> _OBJETIVO_
Dê continuidade à lista comentada dos melhores discos da música brasileira, começando logo após a última frase apresentada.

> _TRECHO DO DOCUMENTO_

::::::::::

Aí vão meus 15 discos selecionados como melhores da música brasileira:

1) “Festa dos Deuses” (Hermeto Pascoal e Grupo) – Eu chamo esse disco de “disco-ilha deserta”. É aquele que eu levaria comigo pra uma ilha deserta se só pudesse levar um cd nesse delírio. É o melhor disco do planeta, arranjo, composição, músicos, genialidade do Hermeto, o discurso final, a improvisação, tudo, tudo, tudo, tudo!

2) “Água” (Trio Água) – O Trio Água é formado por Chico Saraiva, Edu Ribeiro e José Nigro, e oferece a mais promissora música instrumental da década. O carinho e a delicadeza do encarte, a poesia dos arranjos, a sutileza do Edu Ribeiro na batera… aliás, ele é o maior baterista que surgiu nos últimos tempos no Brasil, e a gente ainda vai ouvir falar muito dele, tenho certeza. O disco todo é superbo, mas em particular eu gosto da música “Ano Novo”.

3) “João” (João Gilberto) – Eu sei, ele é o chato do século, mas é um gênio, inovou em tudo na época, e para mim, esse disco é a síntese de uma carreira sólida e criativa. Eu o valorizo demais, e tenho uma verdadeira paixão por esse disco em particular.

4) “O tempo não pára” (Cazuza) – A versão ao vivo é simplesmente perfeita. Todas as músicas são notavelmente cruas, cheias da acidez puntual de Cazuza. Ideologia, eu quero uma pra viver.

5) “O silêncio” (Arnaldo Antunes) – A voz do Arnaldo Antunes é orgasmática. O meu poeta predileto da atual geração, que fez um showzaço desse cd em Ouro Preto, com direito a poema sobre a cidade e tudo o mais, e uma banda mais 10 ainda, com Pedro Ito na batera e Edgar Scandurra em sua guitarra canhota. Minha música favorita nesse disco é “E estamos conversados”.

::::::::::

> _INFORMAÇÕES FORNECIDAS_

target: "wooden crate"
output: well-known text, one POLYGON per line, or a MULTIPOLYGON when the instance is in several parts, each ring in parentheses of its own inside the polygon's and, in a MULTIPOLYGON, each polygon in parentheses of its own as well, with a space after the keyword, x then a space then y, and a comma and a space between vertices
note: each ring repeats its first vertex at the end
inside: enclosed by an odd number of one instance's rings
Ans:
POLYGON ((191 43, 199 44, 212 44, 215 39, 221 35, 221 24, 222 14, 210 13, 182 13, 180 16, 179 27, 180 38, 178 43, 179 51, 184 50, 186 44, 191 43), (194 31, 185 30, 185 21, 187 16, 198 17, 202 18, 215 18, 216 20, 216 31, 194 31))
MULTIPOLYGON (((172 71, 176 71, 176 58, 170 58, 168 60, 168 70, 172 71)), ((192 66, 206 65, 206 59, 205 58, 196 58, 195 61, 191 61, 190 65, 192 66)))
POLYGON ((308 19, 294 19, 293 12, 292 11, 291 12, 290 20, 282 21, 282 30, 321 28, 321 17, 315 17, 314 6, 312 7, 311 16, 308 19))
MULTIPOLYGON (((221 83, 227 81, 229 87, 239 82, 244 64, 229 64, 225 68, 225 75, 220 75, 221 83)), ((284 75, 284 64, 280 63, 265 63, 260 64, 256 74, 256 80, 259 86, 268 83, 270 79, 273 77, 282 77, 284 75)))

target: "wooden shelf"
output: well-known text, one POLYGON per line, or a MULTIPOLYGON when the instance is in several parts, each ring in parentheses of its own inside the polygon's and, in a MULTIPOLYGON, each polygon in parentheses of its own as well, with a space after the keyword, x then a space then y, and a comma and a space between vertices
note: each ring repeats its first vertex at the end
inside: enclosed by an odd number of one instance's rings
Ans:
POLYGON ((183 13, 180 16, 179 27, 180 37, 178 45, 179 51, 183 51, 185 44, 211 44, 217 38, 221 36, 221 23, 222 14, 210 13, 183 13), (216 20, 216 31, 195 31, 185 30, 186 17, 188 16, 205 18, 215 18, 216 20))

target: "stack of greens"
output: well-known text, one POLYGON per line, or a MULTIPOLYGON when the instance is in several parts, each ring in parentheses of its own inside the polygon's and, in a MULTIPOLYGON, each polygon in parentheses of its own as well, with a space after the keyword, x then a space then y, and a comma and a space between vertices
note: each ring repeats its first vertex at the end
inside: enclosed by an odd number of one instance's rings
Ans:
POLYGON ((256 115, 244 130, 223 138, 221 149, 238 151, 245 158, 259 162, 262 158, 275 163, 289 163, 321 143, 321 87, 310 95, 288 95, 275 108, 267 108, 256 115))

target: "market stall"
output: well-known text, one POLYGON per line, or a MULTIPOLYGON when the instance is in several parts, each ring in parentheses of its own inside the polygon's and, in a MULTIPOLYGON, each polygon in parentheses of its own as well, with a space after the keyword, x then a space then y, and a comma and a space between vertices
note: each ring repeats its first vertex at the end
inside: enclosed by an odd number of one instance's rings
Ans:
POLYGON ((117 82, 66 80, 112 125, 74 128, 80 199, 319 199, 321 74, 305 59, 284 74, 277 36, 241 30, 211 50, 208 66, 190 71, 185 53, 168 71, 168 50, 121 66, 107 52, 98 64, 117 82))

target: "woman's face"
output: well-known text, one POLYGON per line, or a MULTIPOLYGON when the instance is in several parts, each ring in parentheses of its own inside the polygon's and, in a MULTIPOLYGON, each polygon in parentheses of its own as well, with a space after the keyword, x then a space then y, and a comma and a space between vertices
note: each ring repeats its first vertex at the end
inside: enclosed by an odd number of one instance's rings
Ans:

::::::::::

> _RESPOSTA_
6) “Babel” (Pau-Brasil) – Que projeto musical mais delicioso foi o Pau-Brasil! Rodolfo Stroeter e Marlui Miranda juntaram-se a Teco Cardoso, Lelo e Ze Eduardo Nazario para nos presentear com uma das maiores riquezas musicais do Brasil enraizado, o Brasil esquecido, o Brasil cheio de tons e sons naturais. Emocionante esse disco.

7) “Raio X” (Fernanda Abreu) – Eu adoro a Fernanda Abreu, acho que ela tem toda a vibração do Rio de Janeiro e um swing que ninguém mais tem. Ela é a única que consegue afirmar categoricamente “Sou carioca” e fazer você sentir isso lá no fundo do coração. Nesse disco, parece que ela pôs todo o swing pra fora de uma vez só, e conseguiu homenagear de forma mais calorosa ainda essa cidade maravilhosa, dando de lambuja um dos melhores representantes da música pop de qualidade da minha cdteca.

8) “Quarteto Novo Ao Vivo” (Quarteto Novo) – Essa foi a primeira banda “grande” do Hermeto Pascoal, e é nesse disco que está o meu clássico dos clássicos “O Ovo”. O disco foi recentemente relançado, e não dá pra não sentir a genialidade dos músicos. Ali nascia para o mundo o sertão universal de Hermeto Pascoal, o maior nome dos intrumentos de todos os tempos. E ponto final.

9) “Samblues” (Juarez Moreira) – Esse ilustre desconhecido guitarrista juntou grandes instrumentistas do Brasil todo e produziu essa obra-prima cheia de ginga e emoção. Eu ouvi esse disco uma vez, me apaixonei, comprei e nunca mais me separei dele. Essa história de amor já dura 10 anos, e eu tenho minhas dúvidas se um dia acabará. Duvido.

10) “Abrigo” (Marina Lima) – Os amantes de Tom Jobim (eu incluída) que me perdoem, mas a versão de “Samba do Avião” desse disco é a melhor existente. Completamente antenada, esse disco é alegre, cheio de vida, uma Marina recuperada das trevas do ostracismo. Vários arranjos legais, uma voz deliciosa. Nota 10.

11) “Alma” (Egberto Gismonti) – Esse disco é maravilhoso. Não simpatizo com o Egberto Gismonti, suas frescurites no palco são quase sempre irritantes, mas não há como negar que esse disco é um clássico, é todo bom, e de uma sonoridade brasileira de tirar o chapéu. “Palhaço” é a melhor de todas.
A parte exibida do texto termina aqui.